Selected extract:
══════════════════════════════
In the fall of 2020, on behalf of Zhejiang University International Business School's (ZIBS) "Meet the Author" lecture series, I invited Columbia Law School Professor Katharina Pistor for an in-depth dialogue. Professor Pistor is a pioneer in the study of law and capital. Her book The Code of Capital: How the Law Creates Wealth and Inequality (Princeton University Press) puts forward a groundbreaking argument: capital is not a naturally occurring economic resource, but rather a product of legal "coding" — it is the legal system that transforms ordinary assets into wealth-generating machines, and those who wield these coding tools are the fundamental beneficiaries of global inequality.

I. "The Code of Capital" — Law as the Invisible Architect of Wealth

At the outset of our dialogue, Professor Pistor opened with a fundamental question: What is capital? She noted that economists typically view capital as one of the factors of production — alongside labor and land. But this definition obscures a critical fact: whether the same piece of land, the same technology, or the same debt can become "capital" depends on whether law has endowed it with specific attributes.
══════════════════════════════
Check your understanding:
**1.** Extract the part of the passage on law and capital between "In the fall" and "of global inequality.", inclusive.
**2.** Answer these from the passage on law and capital:
(a) At which law school is Katharina Pistor a professor?
(b) Which press published The Code of Capital?
(c) Besides capital, which two factors of production does the passage say economists typically list?
**3.** Carry on the passage on law and capital from its last sentence.
The items that come after the passage on law and capital are not needed.

Data supplied:
══════════════════════════════
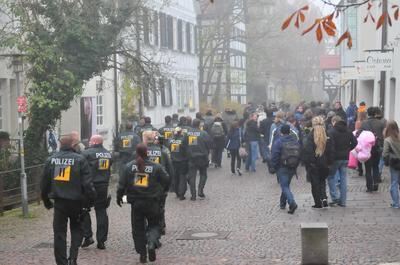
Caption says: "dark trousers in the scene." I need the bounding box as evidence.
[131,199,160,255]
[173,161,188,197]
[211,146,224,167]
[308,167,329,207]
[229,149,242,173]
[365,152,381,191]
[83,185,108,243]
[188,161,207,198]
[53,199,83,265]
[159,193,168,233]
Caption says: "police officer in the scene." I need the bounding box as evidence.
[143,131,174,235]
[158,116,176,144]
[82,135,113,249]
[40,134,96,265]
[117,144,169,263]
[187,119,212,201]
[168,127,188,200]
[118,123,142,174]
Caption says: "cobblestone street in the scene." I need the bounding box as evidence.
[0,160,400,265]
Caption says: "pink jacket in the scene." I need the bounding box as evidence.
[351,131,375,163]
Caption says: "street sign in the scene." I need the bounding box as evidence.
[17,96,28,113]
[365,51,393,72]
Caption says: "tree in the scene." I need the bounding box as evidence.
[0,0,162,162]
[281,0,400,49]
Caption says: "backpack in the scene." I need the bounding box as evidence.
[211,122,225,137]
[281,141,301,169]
══════════════════════════════
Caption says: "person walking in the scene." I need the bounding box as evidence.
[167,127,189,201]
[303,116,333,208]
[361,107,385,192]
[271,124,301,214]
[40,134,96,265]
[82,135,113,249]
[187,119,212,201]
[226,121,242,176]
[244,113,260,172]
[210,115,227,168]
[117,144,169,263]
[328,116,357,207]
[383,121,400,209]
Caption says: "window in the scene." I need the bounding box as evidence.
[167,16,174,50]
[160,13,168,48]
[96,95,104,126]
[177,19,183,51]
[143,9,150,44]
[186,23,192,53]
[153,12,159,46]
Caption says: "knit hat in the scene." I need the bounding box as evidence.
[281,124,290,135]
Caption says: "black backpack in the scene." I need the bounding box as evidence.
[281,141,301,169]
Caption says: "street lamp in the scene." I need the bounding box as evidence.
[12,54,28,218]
══════════════════════════════
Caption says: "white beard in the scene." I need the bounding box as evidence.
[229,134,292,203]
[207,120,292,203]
══════════════════════════════
Per-task answers:
**1.**
In the fall of 2020, on behalf of Zhejiang University International Business School's (ZIBS) "Meet the Author" lecture series, I invited Columbia Law School Professor Katharina Pistor for an in-depth dialogue. Professor Pistor is a pioneer in the study of law and capital. Her book The Code of Capital: How the Law Creates Wealth and Inequality (Princeton University Press) puts forward a groundbreaking argument: capital is not a naturally occurring economic resource, but rather a product of legal "coding" — it is the legal system that transforms ordinary assets into wealth-generating machines, and those who wield these coding tools are the fundamental beneficiaries of global inequality.

**2.**
(a) Columbia Law School
(b) Princeton University Press
(c) Labor and land

**3.**
Professor Pistor proposed four key legal attributes of capital — this was the most theoretically original framework presented during our entire conversation:

  1. Priority — Law grants certain rights holders precedence over others. When multiple parties claim rights to the same asset, priority determines who gets paid first.
  2. Durability — Law enables property rights to persist across time, even beyond the natural lifespan of the rights holder. Trust law provides the most classic example: assets are passed down through generations, shielded from the debts of individual heirs.
  3. Universality — Law elevates what was originally an agreement between two parties into a right enforceable against the entire world (erga omnes). This means your property right is not merely a matter between you and your counterparty, but a legal fact that everyone must respect.
  4. Convertibility — Law allows asset holders to convert their assets into safer forms during a crisis. This is particularly critical in financial crises: whether one can convert assets into cash or government bonds often determines the survival of wealth.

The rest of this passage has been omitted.